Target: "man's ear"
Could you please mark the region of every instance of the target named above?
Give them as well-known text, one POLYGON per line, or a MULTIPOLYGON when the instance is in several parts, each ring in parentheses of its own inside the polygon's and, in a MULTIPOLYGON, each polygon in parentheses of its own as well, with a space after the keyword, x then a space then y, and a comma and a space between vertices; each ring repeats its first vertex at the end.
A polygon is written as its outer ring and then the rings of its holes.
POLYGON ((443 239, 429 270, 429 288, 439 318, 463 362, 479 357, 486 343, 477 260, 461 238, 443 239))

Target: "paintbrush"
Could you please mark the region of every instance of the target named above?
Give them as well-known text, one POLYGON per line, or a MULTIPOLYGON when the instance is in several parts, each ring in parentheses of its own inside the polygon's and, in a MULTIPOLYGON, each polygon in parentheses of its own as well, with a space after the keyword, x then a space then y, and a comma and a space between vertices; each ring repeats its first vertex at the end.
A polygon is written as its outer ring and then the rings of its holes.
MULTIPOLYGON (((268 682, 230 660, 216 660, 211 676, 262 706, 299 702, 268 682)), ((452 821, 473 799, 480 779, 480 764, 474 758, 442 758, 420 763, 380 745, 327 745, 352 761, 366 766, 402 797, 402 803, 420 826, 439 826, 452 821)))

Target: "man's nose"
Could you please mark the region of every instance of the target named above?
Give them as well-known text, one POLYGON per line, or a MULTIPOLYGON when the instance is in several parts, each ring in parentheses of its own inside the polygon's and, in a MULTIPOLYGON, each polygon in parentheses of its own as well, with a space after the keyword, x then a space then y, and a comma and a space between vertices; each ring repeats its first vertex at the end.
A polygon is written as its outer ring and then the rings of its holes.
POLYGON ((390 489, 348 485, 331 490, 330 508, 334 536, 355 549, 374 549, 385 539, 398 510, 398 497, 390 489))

________

Description of the task – Rewrite the listing above with every "instance" changed to "occurrence", keeping all other text the same.

Solution to the exercise –
Target: "man's ear"
Could you please mark the region of every occurrence of the target named above?
Give them as well-known text, one POLYGON per line, or a MULTIPOLYGON when the occurrence is in several parts, each ring in parentheses of its own inside the polygon's and, in a MULTIPOLYGON, each polygon in parentheses of its own as well, with a space after the keyword, x then a space then y, and a comma and a space between vertices; each ring repeats its first vertex at the end.
A polygon is written as its outer ring and then the rings of its holes.
POLYGON ((443 239, 429 270, 429 288, 439 318, 463 362, 479 357, 486 343, 477 260, 461 238, 443 239))

Target: "paintbrush"
Could you please mark the region of every occurrence of the target named above?
Give them as well-known text, one POLYGON per line, or a MULTIPOLYGON when the occurrence is in several parts, each ring in parentheses of its own inside the polygon's and, in a MULTIPOLYGON, each polygon in parentheses of its own as well, with a space after the keyword, x then a space then y, and a comma and a space between vertices; each ring repeats its first vertex at the end.
A polygon is written as its outer ring and then the rings of its holes.
MULTIPOLYGON (((268 682, 230 660, 216 660, 211 676, 262 706, 299 702, 268 682)), ((452 821, 473 799, 480 779, 480 764, 474 758, 442 758, 420 763, 380 745, 327 745, 352 761, 366 766, 402 797, 402 803, 420 826, 439 826, 452 821)))

Target: "man's nose"
Could you please mark the region of every occurrence of the target named above?
Give them as well-known text, one POLYGON per line, or a MULTIPOLYGON when the occurrence is in several parts, each ring in parentheses of its own inside the polygon's and, in a MULTIPOLYGON, each polygon in parentheses of its own as well, with a space after the keyword, x then a space then y, and a comma and a space between vertices; each ring repeats its first vertex at the end.
A polygon is written as its outer ring and then the rings of its holes.
POLYGON ((390 489, 348 485, 331 490, 330 508, 334 536, 355 549, 374 549, 385 539, 398 510, 398 497, 390 489))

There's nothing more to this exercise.